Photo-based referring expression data

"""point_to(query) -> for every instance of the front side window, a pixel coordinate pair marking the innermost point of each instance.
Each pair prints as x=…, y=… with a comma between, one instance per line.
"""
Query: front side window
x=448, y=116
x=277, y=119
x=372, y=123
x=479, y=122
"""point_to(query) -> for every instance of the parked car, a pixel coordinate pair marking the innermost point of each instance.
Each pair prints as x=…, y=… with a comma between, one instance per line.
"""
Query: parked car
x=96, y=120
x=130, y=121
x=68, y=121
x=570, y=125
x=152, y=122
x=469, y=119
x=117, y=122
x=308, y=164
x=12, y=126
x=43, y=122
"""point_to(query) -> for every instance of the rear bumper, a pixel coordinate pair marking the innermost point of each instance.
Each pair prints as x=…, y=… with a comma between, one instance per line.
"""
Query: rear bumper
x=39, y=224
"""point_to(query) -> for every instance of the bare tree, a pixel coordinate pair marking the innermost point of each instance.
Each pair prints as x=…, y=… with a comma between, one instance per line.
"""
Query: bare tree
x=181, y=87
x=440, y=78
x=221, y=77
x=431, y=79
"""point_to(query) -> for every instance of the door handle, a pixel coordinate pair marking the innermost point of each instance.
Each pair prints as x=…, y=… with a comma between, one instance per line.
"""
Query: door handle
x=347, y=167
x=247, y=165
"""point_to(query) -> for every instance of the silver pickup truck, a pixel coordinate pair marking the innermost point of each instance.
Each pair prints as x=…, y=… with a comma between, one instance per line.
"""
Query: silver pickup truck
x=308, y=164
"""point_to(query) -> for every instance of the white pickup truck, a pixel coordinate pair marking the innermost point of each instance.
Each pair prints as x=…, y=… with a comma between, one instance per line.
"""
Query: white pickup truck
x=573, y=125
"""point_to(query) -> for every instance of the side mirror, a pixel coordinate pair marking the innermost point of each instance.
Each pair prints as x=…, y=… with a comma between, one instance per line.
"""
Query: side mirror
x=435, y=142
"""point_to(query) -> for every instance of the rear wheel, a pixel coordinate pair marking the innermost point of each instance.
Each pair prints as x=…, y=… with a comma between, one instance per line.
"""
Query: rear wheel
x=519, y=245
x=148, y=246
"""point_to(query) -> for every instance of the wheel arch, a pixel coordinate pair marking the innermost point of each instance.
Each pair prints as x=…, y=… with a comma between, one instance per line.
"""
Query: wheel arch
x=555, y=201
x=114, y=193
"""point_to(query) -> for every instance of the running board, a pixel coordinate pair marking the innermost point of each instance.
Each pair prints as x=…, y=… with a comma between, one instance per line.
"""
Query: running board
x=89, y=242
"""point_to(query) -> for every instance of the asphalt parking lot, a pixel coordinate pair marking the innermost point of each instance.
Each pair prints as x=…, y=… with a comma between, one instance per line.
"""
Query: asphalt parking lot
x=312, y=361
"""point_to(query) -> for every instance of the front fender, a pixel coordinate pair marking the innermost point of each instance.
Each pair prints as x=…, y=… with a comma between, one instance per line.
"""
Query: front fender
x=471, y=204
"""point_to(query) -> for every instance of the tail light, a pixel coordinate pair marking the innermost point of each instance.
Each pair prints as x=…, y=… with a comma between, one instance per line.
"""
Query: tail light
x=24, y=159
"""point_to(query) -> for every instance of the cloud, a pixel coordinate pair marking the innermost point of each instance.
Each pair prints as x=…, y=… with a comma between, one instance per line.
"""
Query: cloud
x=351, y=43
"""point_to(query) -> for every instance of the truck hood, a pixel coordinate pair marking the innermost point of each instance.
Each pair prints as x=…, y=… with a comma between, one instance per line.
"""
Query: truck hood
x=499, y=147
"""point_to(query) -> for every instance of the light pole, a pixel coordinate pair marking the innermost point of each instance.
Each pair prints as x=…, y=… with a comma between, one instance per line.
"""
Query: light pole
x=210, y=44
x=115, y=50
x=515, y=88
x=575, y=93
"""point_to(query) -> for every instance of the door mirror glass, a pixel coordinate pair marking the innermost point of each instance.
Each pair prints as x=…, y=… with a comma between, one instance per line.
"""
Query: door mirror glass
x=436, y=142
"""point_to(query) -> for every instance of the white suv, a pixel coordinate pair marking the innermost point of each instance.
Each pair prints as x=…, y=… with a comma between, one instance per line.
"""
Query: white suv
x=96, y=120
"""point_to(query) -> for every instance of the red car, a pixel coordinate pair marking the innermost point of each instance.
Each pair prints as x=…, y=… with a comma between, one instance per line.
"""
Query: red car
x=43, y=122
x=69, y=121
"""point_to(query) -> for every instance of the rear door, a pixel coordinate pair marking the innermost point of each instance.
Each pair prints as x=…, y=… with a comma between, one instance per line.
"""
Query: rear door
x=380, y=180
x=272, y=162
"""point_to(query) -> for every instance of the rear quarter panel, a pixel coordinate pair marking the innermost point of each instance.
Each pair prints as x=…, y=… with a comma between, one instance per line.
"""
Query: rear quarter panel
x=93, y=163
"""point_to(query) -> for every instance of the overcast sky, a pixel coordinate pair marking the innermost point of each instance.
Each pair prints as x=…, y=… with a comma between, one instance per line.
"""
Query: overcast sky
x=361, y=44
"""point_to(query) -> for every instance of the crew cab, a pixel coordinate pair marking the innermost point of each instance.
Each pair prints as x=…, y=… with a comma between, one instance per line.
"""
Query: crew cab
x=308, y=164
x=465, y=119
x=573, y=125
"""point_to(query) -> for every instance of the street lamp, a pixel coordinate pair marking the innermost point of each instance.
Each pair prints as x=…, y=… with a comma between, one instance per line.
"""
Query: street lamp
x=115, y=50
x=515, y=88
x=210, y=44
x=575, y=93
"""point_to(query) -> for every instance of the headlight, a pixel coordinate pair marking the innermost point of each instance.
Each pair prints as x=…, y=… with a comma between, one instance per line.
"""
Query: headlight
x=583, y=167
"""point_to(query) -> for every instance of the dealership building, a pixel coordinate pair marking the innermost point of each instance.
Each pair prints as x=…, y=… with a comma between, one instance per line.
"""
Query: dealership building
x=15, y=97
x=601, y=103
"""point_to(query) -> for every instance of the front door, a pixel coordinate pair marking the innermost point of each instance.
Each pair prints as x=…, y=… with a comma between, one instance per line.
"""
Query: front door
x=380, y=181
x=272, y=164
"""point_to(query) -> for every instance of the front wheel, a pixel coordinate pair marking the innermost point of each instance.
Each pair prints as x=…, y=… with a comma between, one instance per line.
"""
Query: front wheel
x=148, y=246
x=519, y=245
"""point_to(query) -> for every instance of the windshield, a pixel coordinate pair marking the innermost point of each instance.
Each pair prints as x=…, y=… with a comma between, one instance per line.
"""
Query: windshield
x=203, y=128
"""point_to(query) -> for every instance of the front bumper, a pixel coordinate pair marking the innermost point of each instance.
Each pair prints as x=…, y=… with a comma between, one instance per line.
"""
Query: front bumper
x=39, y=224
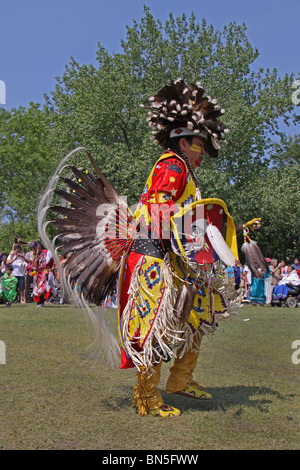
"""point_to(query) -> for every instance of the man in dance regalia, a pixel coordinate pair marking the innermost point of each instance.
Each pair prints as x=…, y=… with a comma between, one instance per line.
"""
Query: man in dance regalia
x=168, y=265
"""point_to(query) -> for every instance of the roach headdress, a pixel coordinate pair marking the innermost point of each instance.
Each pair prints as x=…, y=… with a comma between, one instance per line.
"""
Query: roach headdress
x=180, y=110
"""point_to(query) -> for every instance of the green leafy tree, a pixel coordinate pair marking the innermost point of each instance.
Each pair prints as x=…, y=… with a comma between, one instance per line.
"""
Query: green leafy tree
x=98, y=107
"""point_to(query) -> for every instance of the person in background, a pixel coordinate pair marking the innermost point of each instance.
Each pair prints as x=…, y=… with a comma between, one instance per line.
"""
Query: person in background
x=296, y=265
x=258, y=296
x=247, y=276
x=238, y=271
x=17, y=260
x=287, y=281
x=8, y=288
x=275, y=269
x=3, y=264
x=44, y=282
x=30, y=258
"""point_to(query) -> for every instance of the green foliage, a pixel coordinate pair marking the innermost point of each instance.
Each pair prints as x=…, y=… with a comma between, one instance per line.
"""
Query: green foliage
x=98, y=107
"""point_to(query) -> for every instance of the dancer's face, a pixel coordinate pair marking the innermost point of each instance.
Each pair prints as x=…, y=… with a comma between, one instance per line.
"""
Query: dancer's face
x=194, y=150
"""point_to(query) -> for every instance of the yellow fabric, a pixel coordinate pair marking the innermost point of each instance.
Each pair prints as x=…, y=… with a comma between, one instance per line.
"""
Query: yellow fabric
x=231, y=238
x=146, y=395
x=181, y=373
x=187, y=197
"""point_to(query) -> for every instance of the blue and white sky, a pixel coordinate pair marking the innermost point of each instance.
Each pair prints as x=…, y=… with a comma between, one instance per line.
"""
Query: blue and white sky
x=38, y=37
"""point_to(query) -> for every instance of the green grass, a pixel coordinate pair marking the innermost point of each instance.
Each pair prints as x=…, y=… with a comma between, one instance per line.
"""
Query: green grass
x=51, y=398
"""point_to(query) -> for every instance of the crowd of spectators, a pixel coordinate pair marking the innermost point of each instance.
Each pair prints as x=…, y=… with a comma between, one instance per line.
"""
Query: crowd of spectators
x=28, y=273
x=268, y=286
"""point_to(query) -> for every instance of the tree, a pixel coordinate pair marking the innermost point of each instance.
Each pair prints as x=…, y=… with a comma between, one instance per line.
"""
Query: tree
x=98, y=107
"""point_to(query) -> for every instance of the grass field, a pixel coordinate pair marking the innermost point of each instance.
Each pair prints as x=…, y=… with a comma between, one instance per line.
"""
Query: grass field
x=51, y=398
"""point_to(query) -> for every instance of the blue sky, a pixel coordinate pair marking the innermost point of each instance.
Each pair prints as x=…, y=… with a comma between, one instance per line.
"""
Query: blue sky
x=38, y=37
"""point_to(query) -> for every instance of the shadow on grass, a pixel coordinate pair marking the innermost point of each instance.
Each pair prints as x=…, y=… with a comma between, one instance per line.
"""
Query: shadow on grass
x=223, y=398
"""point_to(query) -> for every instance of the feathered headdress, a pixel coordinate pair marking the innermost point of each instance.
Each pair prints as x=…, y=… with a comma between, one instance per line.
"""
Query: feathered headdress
x=179, y=110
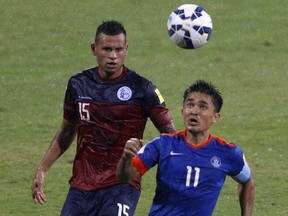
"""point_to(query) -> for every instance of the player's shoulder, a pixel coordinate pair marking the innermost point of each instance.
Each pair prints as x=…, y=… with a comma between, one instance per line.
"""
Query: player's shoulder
x=222, y=142
x=86, y=73
x=136, y=77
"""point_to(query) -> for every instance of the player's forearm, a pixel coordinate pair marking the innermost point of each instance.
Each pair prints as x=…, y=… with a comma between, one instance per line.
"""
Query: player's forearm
x=170, y=128
x=246, y=197
x=59, y=144
x=125, y=170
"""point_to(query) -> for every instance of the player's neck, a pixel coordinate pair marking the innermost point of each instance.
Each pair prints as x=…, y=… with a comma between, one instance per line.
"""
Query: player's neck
x=197, y=138
x=106, y=75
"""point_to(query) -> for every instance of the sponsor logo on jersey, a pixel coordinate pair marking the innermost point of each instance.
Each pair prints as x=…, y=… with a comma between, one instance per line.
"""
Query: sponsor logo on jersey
x=124, y=93
x=175, y=153
x=215, y=162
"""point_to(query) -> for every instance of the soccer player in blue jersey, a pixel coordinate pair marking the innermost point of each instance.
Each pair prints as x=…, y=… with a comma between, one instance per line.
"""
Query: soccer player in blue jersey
x=104, y=106
x=192, y=163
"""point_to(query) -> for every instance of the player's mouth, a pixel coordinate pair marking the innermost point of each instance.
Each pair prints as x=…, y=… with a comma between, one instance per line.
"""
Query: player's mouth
x=193, y=121
x=111, y=65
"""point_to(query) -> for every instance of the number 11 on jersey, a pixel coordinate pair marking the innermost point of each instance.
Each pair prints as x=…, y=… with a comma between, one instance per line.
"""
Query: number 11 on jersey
x=189, y=174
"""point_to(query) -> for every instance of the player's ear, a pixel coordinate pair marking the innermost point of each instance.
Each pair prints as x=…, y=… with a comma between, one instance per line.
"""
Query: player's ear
x=93, y=48
x=216, y=118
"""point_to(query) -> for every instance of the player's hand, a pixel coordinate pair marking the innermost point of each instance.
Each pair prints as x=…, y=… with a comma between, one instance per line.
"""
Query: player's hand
x=36, y=188
x=131, y=148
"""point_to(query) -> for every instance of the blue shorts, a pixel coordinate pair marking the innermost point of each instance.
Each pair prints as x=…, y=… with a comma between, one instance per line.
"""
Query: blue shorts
x=118, y=200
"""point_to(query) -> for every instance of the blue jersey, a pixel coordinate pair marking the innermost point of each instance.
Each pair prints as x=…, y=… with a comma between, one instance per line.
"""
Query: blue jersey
x=189, y=178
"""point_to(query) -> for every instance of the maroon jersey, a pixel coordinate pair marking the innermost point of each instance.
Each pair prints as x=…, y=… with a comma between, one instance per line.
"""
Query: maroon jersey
x=108, y=113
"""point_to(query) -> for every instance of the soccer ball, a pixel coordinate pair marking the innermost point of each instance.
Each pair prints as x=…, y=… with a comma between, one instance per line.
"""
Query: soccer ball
x=189, y=26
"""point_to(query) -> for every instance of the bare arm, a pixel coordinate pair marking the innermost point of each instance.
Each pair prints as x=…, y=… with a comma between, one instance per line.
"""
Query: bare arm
x=246, y=193
x=170, y=128
x=59, y=144
x=125, y=170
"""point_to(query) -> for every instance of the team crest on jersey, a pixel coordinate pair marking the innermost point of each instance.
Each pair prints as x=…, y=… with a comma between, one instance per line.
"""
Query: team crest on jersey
x=124, y=93
x=216, y=162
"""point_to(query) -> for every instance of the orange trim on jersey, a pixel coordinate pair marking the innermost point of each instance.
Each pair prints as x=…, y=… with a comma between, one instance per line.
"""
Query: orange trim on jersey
x=139, y=165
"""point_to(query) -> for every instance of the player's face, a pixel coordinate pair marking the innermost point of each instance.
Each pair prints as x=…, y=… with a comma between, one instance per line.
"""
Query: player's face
x=110, y=52
x=199, y=113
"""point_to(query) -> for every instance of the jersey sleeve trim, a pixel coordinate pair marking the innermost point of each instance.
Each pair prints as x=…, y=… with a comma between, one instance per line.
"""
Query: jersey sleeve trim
x=244, y=175
x=139, y=165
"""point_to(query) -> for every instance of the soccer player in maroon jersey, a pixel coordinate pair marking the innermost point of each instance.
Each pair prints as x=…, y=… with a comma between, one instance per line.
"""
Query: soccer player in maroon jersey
x=104, y=106
x=192, y=163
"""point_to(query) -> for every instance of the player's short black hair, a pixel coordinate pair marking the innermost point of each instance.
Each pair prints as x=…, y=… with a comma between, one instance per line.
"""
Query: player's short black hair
x=110, y=27
x=206, y=88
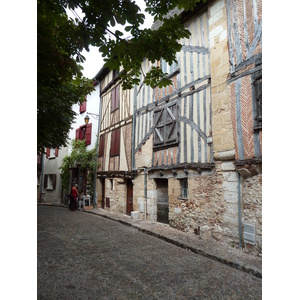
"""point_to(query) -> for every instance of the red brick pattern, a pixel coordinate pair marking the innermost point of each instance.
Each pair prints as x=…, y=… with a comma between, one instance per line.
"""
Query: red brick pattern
x=247, y=117
x=233, y=118
x=240, y=17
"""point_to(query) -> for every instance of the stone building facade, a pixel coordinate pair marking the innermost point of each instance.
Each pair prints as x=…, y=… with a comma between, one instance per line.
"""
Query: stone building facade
x=196, y=158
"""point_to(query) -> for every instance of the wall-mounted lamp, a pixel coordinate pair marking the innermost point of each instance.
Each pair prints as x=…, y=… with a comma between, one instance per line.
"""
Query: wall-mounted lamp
x=86, y=119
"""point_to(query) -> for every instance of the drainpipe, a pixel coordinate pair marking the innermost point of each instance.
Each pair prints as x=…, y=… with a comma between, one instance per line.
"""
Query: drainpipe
x=133, y=152
x=145, y=194
x=42, y=176
x=133, y=131
x=240, y=210
x=96, y=156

Required work: From the records above, copy out the line with "Query: player's ear", the line with "the blue jersey, a", and every line between them, word for word.

Solution:
Query: player's ear
x=93, y=48
x=216, y=118
"""point_to(query) -> for every instance of the player's hand, a pixel coordinate pair marking the innermost point of each instance.
Each pair prints as x=…, y=… with a comma between, one instance per line.
"""
Query: player's hand
x=36, y=188
x=131, y=148
"""point_to(query) -> for every instance of the blue shorts, a pixel coordinate pair marking the innermost point of each instance.
Each pair prints as x=…, y=… with a comma between, one instance per line.
"""
Query: blue shorts
x=118, y=200
"""point_to(query) -> for every instance of the blue jersey, a pixel coordinate pair marking the innermost point of each instance.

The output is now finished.